◆ **Written task a**
According to the petrol price article, how much did the refinery lose in November?

◆ **Page text**
----

On the downside, Ukadike said marketers who bought petrol at about N828 per litre would “continue to lick our wounds” as soon as the new product starts circulating in the market.

“Marketers will lose over N80bn on this reduction. We will lose more than N80bn. And now that this reduction is there, you will see that the pump price will start dropping gradually from N900 towards N750 per litre,” he said, adding that consumers would naturally flock to stations selling cheaper fuel.

Ukadike urged Dangote refinery to consider compensating marketers who bought petrol at the old rate, suggesting discounts on future purchases as a way of cushioning losses.

Dangote, however, insisted that the refinery was also losing heavily each time it reduced prices. During the Sunday briefing, he disclosed that the refinery lost about N60bn in November alone after reducing gantry prices by N49.

“For the marketers, I pray, and I wish they would even lose more because I’m not printing money. I’m also losing money; it’s not that I’m making money,” Dangote said.

He added, “They want imports to continue. I don’t think it is right. They want to continue to dump imported petrol, so I must have a strategy of how to survive because N20bn of investment is too big to fail. We are in a situation where we will continue to play cat and mouse, and at the end of the day, somebody will give up. It is either we give up, or they will give up, and I don’t think I will give up.”

----

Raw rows

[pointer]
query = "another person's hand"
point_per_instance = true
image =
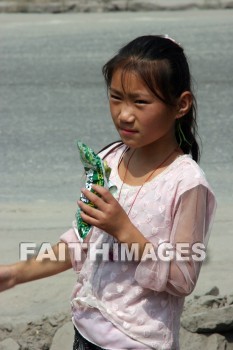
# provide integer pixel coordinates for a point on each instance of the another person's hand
(7, 279)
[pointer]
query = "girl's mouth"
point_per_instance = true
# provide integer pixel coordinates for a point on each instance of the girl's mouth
(128, 131)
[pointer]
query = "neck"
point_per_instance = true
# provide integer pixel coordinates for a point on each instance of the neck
(146, 156)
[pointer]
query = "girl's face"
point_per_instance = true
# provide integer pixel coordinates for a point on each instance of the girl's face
(140, 117)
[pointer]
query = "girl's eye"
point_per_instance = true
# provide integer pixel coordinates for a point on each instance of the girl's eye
(141, 102)
(115, 97)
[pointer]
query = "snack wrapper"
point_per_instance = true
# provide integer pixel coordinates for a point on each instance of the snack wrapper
(97, 173)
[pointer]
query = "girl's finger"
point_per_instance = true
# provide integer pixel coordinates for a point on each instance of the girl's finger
(88, 210)
(96, 200)
(88, 219)
(104, 193)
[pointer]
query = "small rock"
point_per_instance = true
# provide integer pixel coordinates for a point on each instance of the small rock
(64, 337)
(209, 300)
(230, 299)
(216, 342)
(209, 321)
(213, 291)
(9, 344)
(6, 327)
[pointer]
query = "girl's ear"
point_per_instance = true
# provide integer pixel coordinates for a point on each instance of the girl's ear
(184, 104)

----

◆ **Written task b**
Output all of the raw rows above line for line, leaving the pictures out.

◆ **Complete answer a**
About N60bn, after it reduced gantry prices by N49.

◆ **Complete answer b**
[pointer]
query = "another person's hand"
point_per_instance = true
image =
# provide integer pixel coordinates for a point on each instance of the another person's hand
(7, 279)
[pointer]
query = "girl's mouth"
point_per_instance = true
# provide integer pixel coordinates for a point on each instance of the girl's mouth
(128, 131)
[pointer]
query = "neck"
point_per_instance = true
# provide integer pixel coordinates for a point on each instance of the neck
(146, 156)
[pointer]
query = "girl's face"
point_per_instance = true
# provide integer pixel coordinates for a point on each instance of the girl's face
(140, 117)
[pointer]
query = "girl's eye"
point_per_instance = true
# provide integer pixel coordinates for a point on each instance of the girl's eye
(141, 102)
(115, 97)
[pointer]
query = "snack wrapper"
point_per_instance = true
# provide integer pixel coordinates for a point on each instance of the snack wrapper
(97, 173)
[pointer]
query = "girl's finger"
point_per_instance = true
# provide integer pixel coordinates for a point on each instance of the girl's finger
(88, 210)
(96, 200)
(88, 219)
(104, 193)
[pointer]
query = "small rock"
point_per_instance = true
# provide integer pixel coordinates for a point on each instance of the small rock
(64, 337)
(209, 300)
(230, 299)
(216, 342)
(209, 321)
(213, 291)
(9, 344)
(6, 327)
[pointer]
query = "girl's ear"
point_per_instance = true
# provide integer pixel coordinates for a point on each instance of the girl's ear
(184, 104)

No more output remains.